▶ [Passage shown]:
>> Begin

2010-02-18 Per discussione Craig Wallace
On 18/02/2010 17:06, Molescott wrote:

 When you come up either of the curved cycle access paths to the bridge,
 the cycle lane/track/path/way is the first thing you come across on the
 bridge. This part is actually a fairly wide pavement with a standard
 kerb, from which you can step down into the road proper. The road itself
 then has one lane going out over the bridge and then another lane coming
 back. On the far side is the bridge parapet, no pavement. Some of the
 distance along the bridge is joint bike/walker use, with nothing painted
 on the pavement. Other bits have a centre white line on the pavement
 with bike/walker symbols on.
 I am confused as to how to tag this way since the bike part isn't in the
 road marked out as a lane, but up on the pavement.
 If I add a bridge to a separate bike tag I'll get two bridges over the
 water, which there isn't.
 I think maybe I'm looking at this too deeply and there's a simple answer.
 Any suggestions please?

 From what you describe, the cycleway is separate from the road, so 
should be mapped as a separate way, tagged as highway=cycleway, plus 
bridge=yes for the part that is on a bridge.

Though as you say, the problem with this is the standard map renderings 
will show it as a separate bridge. This is a fairly common problem, and 
also happens with dual-carriageways etc going across bridges.
Unfortunately I don't think there is a proper fix for this currently.

There is a proposed bridge relation, which would let you group several 
ways together as part of a single bridge: 
http://wiki.openstreetmap.org/wiki/Relations/Proposed/Bridges_and_Tunnels
Though AFAIK that's not used by any renderers. Hopefully this will be 
fixed sometime, and bridges drawn correctly.

>> End

▶ [Records provided]:
>> Begin

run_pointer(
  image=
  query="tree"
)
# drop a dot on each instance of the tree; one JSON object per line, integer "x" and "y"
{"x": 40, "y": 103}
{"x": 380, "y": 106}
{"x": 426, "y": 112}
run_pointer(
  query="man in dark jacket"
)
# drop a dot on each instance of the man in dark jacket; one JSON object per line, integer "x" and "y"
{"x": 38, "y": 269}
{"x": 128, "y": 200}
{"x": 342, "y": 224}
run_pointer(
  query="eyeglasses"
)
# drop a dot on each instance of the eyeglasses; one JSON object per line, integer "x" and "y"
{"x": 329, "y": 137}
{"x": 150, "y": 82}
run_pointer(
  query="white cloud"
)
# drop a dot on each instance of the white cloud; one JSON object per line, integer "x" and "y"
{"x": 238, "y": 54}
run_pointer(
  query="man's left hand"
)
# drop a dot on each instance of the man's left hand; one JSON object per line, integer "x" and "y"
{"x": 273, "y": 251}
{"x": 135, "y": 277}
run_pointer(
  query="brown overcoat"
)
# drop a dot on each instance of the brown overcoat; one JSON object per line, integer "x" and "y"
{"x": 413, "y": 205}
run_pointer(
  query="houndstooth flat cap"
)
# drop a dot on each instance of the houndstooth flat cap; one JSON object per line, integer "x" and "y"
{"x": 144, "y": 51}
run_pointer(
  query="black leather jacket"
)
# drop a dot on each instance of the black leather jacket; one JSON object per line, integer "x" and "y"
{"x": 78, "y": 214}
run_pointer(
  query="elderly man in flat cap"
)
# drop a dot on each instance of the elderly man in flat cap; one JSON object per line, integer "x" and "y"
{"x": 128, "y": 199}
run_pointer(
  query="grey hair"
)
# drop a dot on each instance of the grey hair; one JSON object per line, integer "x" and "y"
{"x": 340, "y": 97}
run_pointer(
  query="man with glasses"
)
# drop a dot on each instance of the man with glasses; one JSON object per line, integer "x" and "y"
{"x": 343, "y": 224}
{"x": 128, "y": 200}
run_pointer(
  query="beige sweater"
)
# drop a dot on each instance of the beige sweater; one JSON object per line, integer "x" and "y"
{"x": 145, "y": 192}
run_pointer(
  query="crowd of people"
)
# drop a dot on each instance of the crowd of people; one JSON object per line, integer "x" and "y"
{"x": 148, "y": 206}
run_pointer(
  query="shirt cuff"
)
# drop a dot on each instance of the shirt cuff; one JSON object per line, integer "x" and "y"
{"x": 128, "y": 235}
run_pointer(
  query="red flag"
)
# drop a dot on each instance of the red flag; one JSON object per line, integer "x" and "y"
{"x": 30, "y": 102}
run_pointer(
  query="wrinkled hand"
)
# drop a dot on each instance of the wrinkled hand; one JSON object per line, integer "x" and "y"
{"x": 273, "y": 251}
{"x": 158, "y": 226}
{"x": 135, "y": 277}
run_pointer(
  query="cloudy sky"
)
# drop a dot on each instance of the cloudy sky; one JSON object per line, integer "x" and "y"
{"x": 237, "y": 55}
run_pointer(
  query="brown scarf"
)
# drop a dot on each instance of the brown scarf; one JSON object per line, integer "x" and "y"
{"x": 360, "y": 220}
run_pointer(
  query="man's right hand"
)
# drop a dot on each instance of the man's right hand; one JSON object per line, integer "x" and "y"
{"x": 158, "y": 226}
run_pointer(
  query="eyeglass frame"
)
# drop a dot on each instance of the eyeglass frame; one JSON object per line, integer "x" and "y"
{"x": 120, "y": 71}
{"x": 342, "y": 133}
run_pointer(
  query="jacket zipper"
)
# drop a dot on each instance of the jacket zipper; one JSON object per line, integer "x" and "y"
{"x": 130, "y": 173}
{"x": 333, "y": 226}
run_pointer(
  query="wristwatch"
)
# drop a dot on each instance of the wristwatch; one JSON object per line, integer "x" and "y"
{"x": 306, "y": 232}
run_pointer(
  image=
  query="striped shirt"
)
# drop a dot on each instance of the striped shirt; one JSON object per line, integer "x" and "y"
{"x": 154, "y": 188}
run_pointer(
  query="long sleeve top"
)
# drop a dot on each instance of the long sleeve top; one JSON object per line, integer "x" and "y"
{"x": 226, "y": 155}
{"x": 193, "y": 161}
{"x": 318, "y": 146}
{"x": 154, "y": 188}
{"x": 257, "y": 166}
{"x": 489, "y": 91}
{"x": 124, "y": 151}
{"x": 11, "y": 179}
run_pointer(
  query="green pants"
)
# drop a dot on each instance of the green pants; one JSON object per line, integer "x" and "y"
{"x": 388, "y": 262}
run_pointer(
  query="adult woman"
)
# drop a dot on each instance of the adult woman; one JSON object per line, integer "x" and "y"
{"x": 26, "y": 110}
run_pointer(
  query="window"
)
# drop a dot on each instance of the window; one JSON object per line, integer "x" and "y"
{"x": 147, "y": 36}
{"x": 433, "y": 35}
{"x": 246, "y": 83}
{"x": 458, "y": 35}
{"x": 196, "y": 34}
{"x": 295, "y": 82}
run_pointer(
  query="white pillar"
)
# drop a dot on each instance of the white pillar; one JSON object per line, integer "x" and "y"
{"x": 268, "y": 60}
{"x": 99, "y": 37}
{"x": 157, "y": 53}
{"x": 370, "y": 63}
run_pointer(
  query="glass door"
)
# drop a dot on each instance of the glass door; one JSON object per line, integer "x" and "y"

>> End

▶ [What this task involves]: In the bridge-tagging thread, why does the reply say the cycleway should be mapped as its own way, and what drawback does it say this brings? Answer in one to three sentences. The listing is separate material and has no connection to the bridge-tagging thread.

▶ [The solution]: The reply says the cycleway is separate from the road, so it should be mapped as a separate way tagged highway=cycleway, with bridge=yes for the part on the bridge. The drawback is that standard map renderings will then show it as a separate bridge.